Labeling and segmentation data
— Start —
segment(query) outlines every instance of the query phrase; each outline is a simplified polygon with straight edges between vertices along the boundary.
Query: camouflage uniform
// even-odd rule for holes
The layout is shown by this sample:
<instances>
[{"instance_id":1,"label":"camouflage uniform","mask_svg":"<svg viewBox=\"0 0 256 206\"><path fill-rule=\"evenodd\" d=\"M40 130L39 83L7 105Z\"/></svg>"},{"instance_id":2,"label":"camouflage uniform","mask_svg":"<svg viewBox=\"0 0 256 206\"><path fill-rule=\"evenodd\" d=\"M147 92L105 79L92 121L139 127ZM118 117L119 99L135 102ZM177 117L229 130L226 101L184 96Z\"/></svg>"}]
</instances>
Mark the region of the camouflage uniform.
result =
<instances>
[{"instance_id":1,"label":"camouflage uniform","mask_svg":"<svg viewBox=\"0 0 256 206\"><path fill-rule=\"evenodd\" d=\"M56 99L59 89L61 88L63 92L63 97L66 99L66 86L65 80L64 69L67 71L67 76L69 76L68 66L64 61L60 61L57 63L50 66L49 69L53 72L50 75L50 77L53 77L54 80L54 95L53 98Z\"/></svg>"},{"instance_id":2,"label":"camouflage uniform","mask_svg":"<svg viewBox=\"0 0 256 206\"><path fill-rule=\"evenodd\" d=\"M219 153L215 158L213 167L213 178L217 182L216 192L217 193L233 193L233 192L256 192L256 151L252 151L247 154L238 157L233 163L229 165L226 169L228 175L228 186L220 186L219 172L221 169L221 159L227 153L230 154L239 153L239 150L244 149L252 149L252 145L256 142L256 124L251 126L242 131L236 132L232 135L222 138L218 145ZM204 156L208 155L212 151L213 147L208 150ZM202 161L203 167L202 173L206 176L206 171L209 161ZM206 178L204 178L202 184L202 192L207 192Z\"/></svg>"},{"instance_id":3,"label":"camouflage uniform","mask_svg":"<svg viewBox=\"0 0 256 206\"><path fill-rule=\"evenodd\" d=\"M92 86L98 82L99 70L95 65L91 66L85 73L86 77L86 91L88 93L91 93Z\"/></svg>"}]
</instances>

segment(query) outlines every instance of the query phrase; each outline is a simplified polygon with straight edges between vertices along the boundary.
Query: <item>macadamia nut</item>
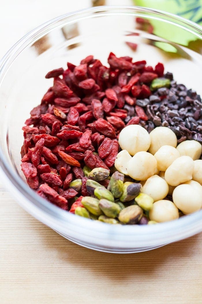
— End —
Aim of the exercise
Pick out every line of the data above that contains the string "path", and copy each one in full. Case counts.

Correct output
[{"instance_id":1,"label":"camouflage uniform","mask_svg":"<svg viewBox=\"0 0 256 206\"><path fill-rule=\"evenodd\" d=\"M40 130L39 83L7 105Z\"/></svg>"},{"instance_id":2,"label":"camouflage uniform","mask_svg":"<svg viewBox=\"0 0 256 206\"><path fill-rule=\"evenodd\" d=\"M147 92L105 79L92 121L139 127ZM118 117L119 99L135 102ZM177 117L229 130L226 101L184 96Z\"/></svg>"}]
[{"instance_id":1,"label":"camouflage uniform","mask_svg":"<svg viewBox=\"0 0 256 206\"><path fill-rule=\"evenodd\" d=\"M56 99L59 89L61 88L63 92L63 97L66 99L66 86L65 80L64 69L67 71L67 76L69 76L68 66L64 61L60 61L57 63L50 66L49 69L53 72L50 75L50 77L53 77L54 80L54 95L53 98Z\"/></svg>"},{"instance_id":2,"label":"camouflage uniform","mask_svg":"<svg viewBox=\"0 0 256 206\"><path fill-rule=\"evenodd\" d=\"M219 153L215 158L213 167L213 178L217 182L216 192L217 193L233 193L233 192L256 192L256 151L252 151L247 154L238 157L233 163L229 165L226 169L228 175L228 186L220 186L219 172L221 169L221 159L227 153L230 154L239 153L239 150L244 149L252 149L252 145L256 142L256 124L251 126L242 131L236 132L232 135L222 138L218 145ZM204 156L208 155L212 151L213 147L208 150ZM202 161L203 167L202 173L206 176L206 171L209 161ZM206 178L204 178L202 184L202 192L207 192Z\"/></svg>"},{"instance_id":3,"label":"camouflage uniform","mask_svg":"<svg viewBox=\"0 0 256 206\"><path fill-rule=\"evenodd\" d=\"M92 86L98 82L99 70L95 65L91 66L85 73L86 77L86 91L88 93L91 93Z\"/></svg>"}]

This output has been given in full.